SET PROBLEM » Replace "marker" with "dot" in the records below and write out their lines again with nothing else altered. Leave the pictures out.

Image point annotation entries
########
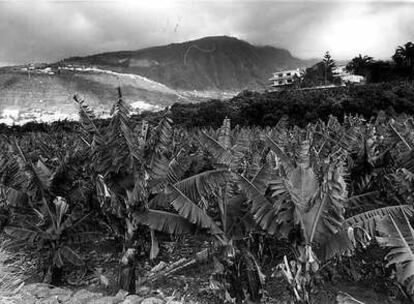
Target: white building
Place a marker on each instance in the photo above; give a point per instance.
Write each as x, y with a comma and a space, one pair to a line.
11, 113
285, 78
346, 77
########
PROBLEM SOLUTION »
Target: white building
Place a dot on each instance in the photo above; give a point per instance.
Write each as x, y with a comma and a space, one pair to a line.
11, 113
285, 78
346, 77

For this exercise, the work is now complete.